* Begin *
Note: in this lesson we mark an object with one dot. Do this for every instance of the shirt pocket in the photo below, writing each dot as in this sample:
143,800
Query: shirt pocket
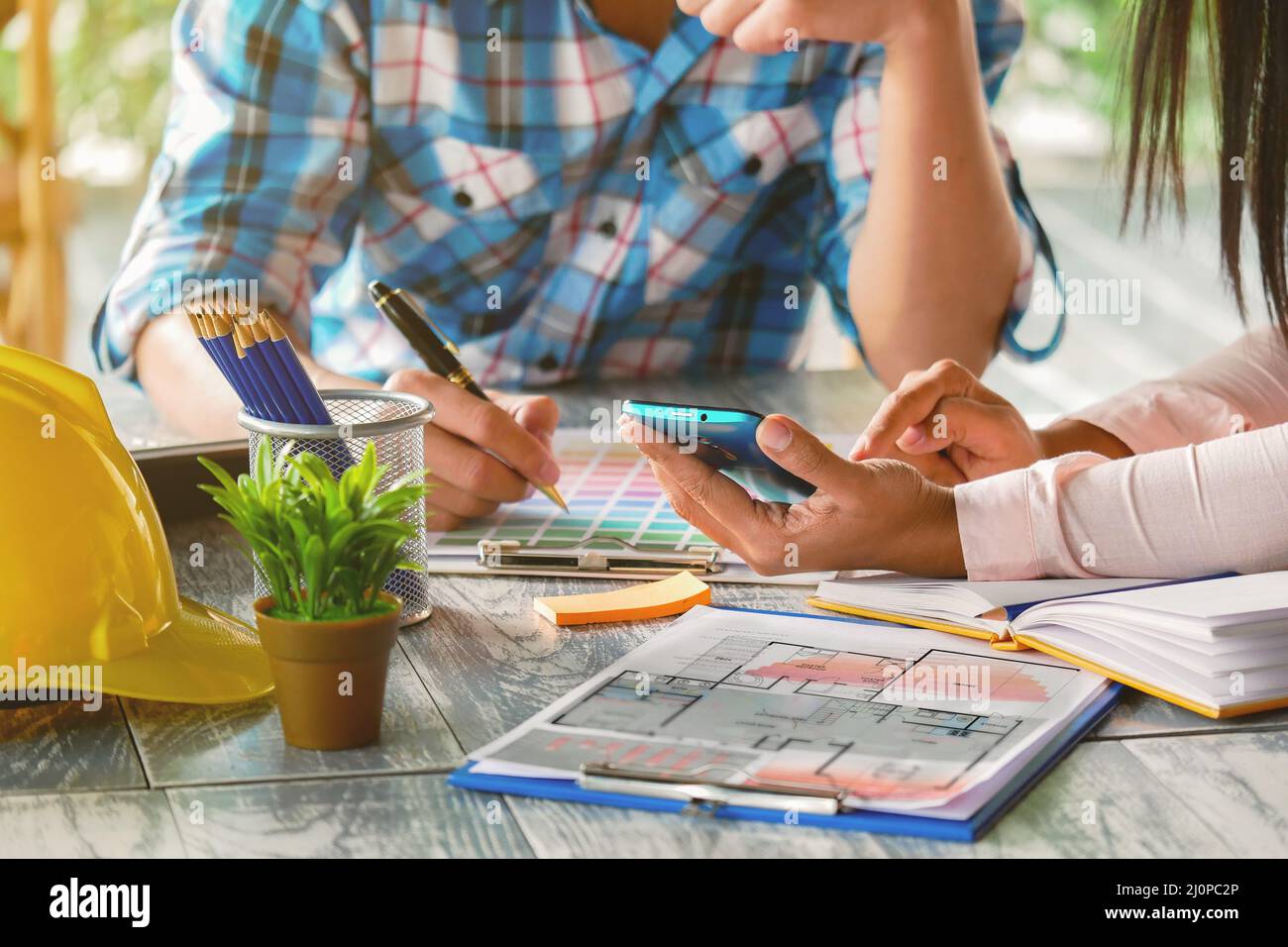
483,183
742,157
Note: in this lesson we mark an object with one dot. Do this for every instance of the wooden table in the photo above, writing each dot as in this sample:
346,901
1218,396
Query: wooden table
146,779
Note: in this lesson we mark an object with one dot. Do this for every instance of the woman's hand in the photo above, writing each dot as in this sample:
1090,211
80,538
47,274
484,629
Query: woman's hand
764,26
945,412
871,514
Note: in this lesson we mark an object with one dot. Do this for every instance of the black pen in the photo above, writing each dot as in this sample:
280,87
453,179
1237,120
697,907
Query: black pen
436,351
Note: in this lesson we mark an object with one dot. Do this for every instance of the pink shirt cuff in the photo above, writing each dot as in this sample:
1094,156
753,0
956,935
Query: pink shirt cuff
995,527
1010,523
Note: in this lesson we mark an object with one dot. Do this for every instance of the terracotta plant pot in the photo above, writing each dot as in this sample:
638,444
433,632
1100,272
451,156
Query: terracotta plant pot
321,707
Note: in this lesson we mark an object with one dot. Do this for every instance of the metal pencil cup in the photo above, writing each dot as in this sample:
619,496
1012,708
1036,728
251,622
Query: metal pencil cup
395,424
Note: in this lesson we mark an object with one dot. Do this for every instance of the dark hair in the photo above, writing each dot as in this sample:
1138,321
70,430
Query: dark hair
1248,59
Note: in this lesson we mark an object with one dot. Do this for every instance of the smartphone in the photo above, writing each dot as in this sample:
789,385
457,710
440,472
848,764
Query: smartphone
725,440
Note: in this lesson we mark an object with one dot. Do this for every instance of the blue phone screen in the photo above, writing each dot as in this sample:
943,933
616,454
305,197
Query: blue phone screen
725,440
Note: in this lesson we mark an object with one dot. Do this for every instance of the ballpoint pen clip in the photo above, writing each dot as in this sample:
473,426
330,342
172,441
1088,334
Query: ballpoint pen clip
433,326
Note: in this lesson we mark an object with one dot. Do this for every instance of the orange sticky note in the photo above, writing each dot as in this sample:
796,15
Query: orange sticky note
645,600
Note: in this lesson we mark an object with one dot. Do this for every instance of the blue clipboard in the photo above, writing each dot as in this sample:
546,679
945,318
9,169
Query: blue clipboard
862,821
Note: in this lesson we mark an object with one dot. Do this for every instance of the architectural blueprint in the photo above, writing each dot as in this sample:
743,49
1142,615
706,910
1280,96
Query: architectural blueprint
897,716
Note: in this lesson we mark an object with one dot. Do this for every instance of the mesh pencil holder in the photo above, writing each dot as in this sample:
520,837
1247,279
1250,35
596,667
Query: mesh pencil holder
395,424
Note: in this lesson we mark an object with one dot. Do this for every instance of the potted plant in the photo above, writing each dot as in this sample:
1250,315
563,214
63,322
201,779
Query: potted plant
325,549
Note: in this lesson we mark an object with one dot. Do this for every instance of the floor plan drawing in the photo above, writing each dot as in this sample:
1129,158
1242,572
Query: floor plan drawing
880,722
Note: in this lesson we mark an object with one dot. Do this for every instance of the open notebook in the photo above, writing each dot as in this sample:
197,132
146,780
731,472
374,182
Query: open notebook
1216,646
975,609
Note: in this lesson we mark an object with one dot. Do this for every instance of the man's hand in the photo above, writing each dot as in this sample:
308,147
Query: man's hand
945,412
871,514
956,429
763,26
467,480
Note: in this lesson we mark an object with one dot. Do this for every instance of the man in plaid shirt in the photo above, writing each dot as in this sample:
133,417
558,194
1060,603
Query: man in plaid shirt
576,188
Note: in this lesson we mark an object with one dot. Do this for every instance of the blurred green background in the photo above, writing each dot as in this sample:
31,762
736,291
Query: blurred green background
112,64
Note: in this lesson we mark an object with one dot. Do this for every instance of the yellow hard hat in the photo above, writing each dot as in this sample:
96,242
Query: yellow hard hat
85,574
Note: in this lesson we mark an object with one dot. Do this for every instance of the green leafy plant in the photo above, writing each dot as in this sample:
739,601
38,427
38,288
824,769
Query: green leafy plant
323,547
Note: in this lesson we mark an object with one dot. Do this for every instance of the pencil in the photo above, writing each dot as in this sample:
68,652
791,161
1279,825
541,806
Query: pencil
237,356
290,390
215,347
277,401
286,351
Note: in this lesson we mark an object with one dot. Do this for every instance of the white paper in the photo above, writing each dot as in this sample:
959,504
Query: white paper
896,718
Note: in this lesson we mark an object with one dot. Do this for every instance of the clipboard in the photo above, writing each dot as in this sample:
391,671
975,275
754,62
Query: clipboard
690,797
589,556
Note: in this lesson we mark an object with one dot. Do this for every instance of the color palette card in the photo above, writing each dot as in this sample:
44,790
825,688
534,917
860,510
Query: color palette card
610,492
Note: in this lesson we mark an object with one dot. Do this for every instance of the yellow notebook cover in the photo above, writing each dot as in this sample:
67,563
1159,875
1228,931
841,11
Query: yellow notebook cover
931,624
1214,712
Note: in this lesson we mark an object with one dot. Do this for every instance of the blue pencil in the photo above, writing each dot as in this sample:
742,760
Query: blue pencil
268,382
236,357
299,403
205,335
288,357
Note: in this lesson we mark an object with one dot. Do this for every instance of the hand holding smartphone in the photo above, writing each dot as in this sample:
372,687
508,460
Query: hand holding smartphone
725,440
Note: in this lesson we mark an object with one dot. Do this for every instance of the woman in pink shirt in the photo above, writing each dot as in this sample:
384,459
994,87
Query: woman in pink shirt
1171,478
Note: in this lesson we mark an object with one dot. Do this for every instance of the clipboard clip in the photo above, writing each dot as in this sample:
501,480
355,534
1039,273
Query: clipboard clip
707,796
583,557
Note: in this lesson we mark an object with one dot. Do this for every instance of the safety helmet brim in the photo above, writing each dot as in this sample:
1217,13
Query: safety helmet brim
204,656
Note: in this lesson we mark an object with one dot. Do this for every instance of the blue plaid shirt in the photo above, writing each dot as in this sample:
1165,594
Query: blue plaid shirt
561,201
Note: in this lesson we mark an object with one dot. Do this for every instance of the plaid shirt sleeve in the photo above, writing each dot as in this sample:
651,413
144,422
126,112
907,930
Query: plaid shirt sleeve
258,185
851,161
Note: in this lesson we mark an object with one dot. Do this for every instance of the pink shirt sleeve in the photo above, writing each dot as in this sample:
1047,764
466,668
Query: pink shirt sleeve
1206,492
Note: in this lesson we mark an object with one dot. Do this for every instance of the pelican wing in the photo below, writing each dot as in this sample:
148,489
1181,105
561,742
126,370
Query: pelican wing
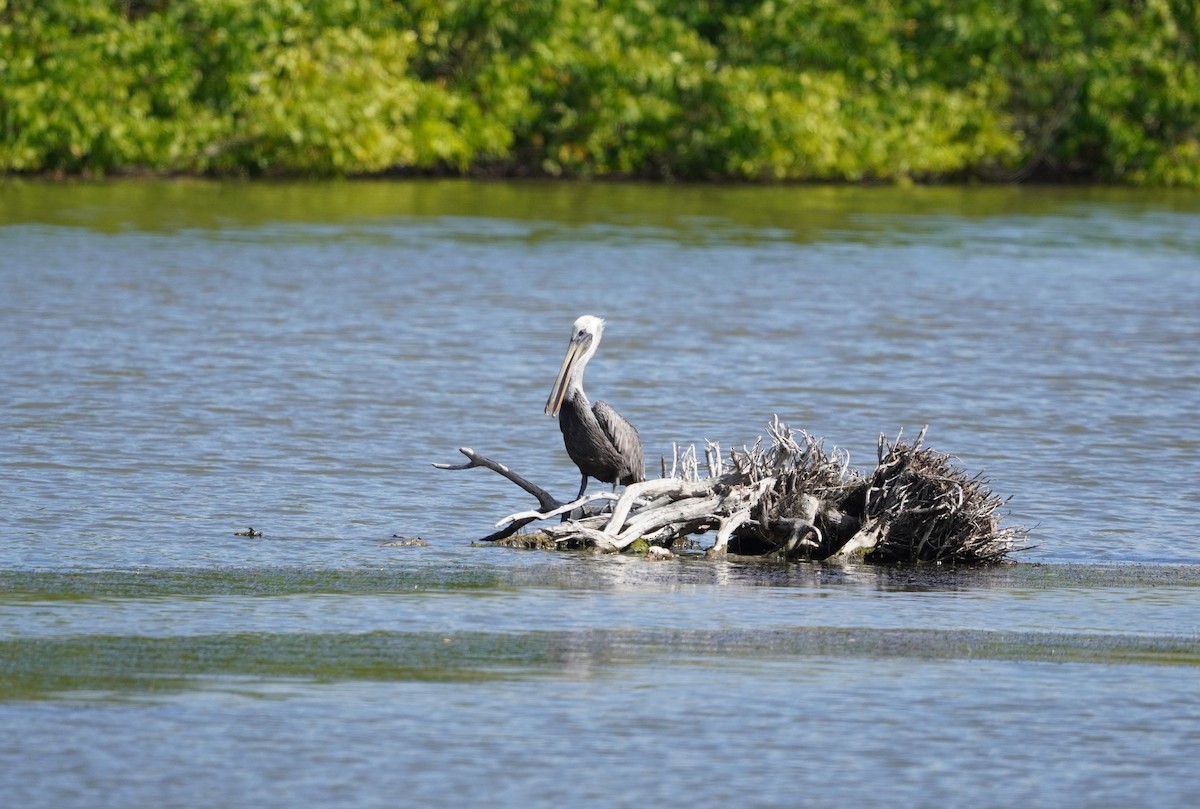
625,441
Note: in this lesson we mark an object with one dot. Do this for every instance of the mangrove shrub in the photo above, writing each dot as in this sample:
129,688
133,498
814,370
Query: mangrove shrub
688,89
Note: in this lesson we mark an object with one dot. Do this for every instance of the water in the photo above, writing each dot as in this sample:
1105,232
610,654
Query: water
183,360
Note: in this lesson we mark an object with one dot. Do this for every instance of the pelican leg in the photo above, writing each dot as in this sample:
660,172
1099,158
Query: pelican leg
583,486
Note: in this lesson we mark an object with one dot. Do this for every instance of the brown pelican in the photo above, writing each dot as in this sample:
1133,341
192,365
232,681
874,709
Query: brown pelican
598,438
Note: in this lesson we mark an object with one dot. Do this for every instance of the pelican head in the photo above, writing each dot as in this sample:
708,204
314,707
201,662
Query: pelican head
585,339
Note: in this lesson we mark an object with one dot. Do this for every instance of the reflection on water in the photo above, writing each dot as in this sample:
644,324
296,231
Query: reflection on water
183,360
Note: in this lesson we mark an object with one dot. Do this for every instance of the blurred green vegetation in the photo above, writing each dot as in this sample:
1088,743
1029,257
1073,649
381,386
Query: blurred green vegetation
855,90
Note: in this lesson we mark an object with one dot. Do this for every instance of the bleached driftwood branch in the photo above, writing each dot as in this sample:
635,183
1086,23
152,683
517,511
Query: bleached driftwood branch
787,499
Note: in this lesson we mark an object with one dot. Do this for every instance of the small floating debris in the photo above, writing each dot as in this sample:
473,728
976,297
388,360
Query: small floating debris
406,541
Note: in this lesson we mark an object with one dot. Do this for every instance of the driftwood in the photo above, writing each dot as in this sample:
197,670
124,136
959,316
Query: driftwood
790,499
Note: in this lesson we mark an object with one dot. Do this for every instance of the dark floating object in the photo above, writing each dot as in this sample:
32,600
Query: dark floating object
789,501
406,541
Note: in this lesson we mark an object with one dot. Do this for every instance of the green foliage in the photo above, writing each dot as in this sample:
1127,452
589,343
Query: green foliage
690,89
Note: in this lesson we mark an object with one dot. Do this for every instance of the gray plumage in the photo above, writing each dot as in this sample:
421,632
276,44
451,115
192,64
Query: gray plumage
* End *
_WHAT YOU SHOULD DO_: Take the line that contains "of the bleached" and each line after it down to the last of the records, and retype them exactly; add nothing else.

_FINISHED EXERCISE_:
Note: in this lesson we mark an object with one dot. Do this for every instance of the bleached driftwood branch in the photo above, writing each dot as in this sample:
635,183
1086,23
152,683
517,511
Query: bleached driftwood branch
787,499
Note: in this lesson we mark an object with one dot. Do this for every instance of the small floating debris in the photo above, writing each dot as in this sample:
473,728
976,297
388,360
Query: small floating debris
406,541
Note: in this lesson we mark an object with one dot. Do this for every instance of the driftwood in the photo above, writing each dot as in this sample:
197,670
124,136
959,316
Query: driftwood
790,499
Note: in this lesson we mark an object with one dot. Do this for every instance of the dark floating object in the photo above, writing each dot as in this sample:
32,600
Query: dark floating object
789,501
406,541
Note: in this lesson we mark an object with one dot. Do this for every instance of the green foliage in the photo above, writing each dot as in this sample:
1127,452
589,343
Query: green foliage
690,89
Note: in this lesson we mark an object with one dot. Do this for every instance of the gray plumage in the photo above, writing each dot as in this sample:
421,632
276,44
451,115
192,64
Query: gray plumage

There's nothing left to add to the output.